TO DO: Edit the part that opens with the line containing "outline concrete street surface" and runs to the end of the items, replacing "concrete" with "asphalt". Return only those lines, with everything else unchanged.

Entries drawn from a collection:
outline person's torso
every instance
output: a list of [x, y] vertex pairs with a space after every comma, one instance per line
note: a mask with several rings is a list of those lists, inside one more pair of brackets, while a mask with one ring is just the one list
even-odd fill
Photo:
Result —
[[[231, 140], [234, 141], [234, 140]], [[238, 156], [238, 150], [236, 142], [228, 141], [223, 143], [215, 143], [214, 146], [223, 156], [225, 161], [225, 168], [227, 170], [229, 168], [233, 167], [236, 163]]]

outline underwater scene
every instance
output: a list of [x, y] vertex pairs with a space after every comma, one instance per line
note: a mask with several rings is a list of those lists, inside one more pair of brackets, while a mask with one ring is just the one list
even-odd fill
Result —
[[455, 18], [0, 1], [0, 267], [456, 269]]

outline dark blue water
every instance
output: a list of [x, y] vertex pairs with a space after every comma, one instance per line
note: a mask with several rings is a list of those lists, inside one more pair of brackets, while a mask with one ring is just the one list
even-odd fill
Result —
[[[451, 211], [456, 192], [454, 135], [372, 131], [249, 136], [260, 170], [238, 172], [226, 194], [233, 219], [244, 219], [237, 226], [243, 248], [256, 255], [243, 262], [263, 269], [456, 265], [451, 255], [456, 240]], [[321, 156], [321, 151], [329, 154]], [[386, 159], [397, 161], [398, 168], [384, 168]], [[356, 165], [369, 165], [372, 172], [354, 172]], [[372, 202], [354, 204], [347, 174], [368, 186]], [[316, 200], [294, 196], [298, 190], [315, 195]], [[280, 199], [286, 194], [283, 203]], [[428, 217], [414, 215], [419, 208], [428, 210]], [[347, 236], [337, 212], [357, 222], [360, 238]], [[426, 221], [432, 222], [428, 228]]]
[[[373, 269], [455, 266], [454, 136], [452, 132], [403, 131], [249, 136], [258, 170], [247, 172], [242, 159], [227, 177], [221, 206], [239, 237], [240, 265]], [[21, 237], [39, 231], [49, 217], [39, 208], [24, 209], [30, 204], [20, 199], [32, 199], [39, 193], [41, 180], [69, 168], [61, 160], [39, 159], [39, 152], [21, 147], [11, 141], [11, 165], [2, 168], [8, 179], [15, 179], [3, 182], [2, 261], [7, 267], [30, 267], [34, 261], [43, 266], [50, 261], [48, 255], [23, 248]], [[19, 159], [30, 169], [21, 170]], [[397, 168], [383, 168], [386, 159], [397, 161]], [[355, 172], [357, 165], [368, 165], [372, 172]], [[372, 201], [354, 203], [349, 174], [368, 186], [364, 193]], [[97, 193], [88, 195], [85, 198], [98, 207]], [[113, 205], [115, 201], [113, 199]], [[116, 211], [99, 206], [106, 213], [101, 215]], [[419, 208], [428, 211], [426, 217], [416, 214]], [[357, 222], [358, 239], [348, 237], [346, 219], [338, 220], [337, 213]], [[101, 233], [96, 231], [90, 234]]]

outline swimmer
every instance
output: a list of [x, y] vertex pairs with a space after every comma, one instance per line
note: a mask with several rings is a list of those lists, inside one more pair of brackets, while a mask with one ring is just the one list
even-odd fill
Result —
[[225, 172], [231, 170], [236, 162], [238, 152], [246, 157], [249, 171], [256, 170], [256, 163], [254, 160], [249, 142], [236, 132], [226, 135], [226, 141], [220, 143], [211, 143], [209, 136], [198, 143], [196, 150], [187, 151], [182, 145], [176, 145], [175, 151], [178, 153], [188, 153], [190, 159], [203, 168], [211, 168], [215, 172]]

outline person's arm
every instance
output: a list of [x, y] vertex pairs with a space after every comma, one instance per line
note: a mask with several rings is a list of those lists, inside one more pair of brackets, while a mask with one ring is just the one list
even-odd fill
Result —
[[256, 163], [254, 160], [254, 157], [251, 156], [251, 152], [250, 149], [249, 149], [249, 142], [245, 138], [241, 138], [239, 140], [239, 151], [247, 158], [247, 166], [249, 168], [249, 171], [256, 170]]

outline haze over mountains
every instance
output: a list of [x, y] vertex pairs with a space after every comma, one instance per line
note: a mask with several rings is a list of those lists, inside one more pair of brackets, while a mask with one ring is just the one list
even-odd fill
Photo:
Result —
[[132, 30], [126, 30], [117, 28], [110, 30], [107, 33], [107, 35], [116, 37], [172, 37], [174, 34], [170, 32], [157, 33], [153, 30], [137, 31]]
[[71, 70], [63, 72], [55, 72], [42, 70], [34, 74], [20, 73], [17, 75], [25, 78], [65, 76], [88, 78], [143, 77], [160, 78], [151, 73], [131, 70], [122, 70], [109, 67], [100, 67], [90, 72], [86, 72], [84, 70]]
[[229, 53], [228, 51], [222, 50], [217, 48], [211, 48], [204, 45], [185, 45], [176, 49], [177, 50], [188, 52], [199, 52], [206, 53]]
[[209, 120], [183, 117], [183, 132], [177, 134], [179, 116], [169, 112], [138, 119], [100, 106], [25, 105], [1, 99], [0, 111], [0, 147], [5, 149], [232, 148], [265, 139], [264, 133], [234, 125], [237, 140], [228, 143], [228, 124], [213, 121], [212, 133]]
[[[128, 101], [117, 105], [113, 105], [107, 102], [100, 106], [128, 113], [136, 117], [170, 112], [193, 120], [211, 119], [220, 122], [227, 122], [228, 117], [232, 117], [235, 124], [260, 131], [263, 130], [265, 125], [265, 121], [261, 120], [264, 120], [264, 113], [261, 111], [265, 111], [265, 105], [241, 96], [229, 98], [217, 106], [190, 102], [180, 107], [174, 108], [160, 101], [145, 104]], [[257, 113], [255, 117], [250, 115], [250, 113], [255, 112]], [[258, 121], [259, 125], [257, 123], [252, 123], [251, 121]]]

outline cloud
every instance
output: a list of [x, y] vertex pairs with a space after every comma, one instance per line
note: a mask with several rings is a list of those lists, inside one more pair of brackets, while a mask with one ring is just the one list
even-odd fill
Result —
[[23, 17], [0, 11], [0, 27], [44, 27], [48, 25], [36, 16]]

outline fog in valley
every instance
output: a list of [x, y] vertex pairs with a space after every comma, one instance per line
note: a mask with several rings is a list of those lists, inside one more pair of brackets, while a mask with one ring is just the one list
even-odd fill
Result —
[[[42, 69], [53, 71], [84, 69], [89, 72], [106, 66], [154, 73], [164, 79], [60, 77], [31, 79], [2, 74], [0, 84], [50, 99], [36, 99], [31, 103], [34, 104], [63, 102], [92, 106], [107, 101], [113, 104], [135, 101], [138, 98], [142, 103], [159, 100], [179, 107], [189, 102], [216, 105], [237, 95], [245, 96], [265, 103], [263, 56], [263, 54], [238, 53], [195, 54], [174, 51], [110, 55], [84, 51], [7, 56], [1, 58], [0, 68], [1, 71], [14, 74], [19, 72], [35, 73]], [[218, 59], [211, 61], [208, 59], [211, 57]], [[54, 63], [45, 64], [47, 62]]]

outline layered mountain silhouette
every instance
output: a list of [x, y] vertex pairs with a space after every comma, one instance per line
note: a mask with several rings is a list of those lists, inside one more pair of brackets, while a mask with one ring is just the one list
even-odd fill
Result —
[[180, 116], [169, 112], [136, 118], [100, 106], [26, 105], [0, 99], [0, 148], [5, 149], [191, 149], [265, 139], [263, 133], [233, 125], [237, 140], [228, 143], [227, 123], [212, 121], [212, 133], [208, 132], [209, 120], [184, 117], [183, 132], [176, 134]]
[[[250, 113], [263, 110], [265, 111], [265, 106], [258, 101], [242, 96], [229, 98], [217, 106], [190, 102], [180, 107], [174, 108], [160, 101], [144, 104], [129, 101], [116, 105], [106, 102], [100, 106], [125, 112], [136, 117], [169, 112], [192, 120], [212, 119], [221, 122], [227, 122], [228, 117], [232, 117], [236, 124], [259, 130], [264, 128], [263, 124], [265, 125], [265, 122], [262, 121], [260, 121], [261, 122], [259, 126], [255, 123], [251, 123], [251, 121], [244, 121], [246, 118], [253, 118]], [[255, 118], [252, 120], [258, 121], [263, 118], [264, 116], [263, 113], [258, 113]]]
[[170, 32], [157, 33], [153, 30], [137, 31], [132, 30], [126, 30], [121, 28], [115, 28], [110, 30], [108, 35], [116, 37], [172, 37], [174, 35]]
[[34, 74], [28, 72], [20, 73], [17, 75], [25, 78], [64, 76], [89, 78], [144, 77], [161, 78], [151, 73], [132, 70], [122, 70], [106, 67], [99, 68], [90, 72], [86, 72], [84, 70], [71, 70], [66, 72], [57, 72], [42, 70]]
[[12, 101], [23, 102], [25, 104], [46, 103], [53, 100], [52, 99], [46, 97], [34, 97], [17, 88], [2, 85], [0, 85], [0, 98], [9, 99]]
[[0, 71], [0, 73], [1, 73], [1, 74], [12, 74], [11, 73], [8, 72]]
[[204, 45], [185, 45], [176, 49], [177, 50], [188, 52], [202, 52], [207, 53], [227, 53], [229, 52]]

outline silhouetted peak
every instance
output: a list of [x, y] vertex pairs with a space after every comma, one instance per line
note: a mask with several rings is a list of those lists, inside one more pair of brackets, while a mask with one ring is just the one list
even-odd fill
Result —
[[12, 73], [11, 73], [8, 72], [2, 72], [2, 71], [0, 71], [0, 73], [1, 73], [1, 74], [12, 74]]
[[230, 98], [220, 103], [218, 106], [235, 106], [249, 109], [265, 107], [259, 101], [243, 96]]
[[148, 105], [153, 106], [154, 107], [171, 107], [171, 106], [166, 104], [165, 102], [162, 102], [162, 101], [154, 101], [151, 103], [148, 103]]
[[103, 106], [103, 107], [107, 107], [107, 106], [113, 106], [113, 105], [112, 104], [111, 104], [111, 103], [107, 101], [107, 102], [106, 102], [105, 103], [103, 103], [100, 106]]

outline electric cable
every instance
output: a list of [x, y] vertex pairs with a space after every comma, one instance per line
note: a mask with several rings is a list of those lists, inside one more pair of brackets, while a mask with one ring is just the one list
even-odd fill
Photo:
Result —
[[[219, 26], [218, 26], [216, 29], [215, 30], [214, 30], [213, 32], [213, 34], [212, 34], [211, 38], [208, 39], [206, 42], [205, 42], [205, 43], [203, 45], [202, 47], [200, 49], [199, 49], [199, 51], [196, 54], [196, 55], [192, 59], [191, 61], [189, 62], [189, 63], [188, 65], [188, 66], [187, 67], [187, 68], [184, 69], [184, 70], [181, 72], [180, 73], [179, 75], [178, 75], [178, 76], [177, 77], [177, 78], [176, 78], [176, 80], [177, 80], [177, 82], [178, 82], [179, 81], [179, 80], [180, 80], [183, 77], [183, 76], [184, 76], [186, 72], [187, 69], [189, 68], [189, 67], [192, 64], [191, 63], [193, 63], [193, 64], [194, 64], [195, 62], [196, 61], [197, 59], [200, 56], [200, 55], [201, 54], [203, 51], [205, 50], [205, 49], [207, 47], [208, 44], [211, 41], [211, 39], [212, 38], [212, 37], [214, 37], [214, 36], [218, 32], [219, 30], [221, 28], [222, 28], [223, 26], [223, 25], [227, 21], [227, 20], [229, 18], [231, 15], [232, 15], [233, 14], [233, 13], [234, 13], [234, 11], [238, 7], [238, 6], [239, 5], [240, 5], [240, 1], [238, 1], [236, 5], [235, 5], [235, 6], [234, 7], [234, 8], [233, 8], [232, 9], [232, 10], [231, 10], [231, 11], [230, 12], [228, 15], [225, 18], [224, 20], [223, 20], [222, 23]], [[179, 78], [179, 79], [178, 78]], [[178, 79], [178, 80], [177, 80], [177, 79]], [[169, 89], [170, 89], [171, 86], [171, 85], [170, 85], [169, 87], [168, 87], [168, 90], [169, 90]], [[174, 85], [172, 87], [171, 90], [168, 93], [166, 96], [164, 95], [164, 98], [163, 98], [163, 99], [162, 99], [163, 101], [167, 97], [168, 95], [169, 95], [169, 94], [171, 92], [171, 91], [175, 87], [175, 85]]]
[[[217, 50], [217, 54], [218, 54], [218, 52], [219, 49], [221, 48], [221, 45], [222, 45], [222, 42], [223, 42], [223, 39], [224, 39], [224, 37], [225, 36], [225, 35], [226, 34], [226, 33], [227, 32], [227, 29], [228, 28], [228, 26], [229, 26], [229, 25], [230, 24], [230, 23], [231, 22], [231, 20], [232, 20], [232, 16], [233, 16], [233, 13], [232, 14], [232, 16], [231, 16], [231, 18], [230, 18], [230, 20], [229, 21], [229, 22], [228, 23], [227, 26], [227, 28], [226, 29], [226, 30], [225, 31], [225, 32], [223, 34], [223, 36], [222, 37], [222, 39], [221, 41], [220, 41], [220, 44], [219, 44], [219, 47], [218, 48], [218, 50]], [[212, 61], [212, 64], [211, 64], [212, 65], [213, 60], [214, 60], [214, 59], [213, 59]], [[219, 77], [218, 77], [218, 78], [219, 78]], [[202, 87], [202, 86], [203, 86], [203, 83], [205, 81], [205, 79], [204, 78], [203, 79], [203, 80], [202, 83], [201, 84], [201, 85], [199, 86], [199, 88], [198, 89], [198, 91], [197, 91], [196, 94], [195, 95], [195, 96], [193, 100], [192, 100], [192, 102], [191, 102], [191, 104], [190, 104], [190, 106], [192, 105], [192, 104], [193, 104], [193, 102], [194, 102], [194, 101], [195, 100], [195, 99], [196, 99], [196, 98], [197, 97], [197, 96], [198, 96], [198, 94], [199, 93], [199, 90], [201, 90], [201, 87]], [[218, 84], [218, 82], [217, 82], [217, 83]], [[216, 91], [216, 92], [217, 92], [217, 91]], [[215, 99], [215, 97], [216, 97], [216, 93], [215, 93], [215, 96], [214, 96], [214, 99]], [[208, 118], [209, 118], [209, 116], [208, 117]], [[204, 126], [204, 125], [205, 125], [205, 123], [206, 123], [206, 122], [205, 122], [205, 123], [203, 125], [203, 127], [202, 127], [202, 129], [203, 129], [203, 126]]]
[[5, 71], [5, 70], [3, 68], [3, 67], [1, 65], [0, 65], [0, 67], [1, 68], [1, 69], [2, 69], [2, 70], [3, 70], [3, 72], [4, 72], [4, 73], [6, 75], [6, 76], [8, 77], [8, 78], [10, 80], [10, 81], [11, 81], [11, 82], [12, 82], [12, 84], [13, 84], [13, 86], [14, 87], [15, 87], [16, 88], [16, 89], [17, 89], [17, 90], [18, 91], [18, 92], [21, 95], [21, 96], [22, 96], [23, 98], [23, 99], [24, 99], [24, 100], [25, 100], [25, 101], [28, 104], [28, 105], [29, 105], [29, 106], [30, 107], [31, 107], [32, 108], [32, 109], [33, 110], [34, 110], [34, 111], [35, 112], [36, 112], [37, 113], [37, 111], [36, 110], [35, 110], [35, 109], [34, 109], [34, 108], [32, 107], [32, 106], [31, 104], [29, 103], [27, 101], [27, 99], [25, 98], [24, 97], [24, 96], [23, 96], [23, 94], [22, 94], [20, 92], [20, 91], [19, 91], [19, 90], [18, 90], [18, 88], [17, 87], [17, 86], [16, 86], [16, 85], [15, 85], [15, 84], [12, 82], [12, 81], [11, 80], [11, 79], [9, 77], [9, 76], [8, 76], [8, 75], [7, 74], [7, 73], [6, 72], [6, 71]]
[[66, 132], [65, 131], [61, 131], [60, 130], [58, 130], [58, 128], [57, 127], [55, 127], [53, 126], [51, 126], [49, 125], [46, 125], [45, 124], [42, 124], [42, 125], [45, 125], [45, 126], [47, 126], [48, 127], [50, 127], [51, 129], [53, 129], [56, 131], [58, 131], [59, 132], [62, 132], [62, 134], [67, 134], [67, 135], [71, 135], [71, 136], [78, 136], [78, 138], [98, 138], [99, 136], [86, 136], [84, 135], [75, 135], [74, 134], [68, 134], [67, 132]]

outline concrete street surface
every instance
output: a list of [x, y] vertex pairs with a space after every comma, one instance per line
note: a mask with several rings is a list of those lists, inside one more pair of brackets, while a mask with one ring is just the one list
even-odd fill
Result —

WRITTEN RESPONSE:
outline asphalt street surface
every instance
output: a list of [x, y] vertex pairs with a space after every comma, one instance per line
note: a mask with several rings is a list of those lists, inside one more pair of brackets, while a mask with one ring is just the one list
even-odd fill
Result —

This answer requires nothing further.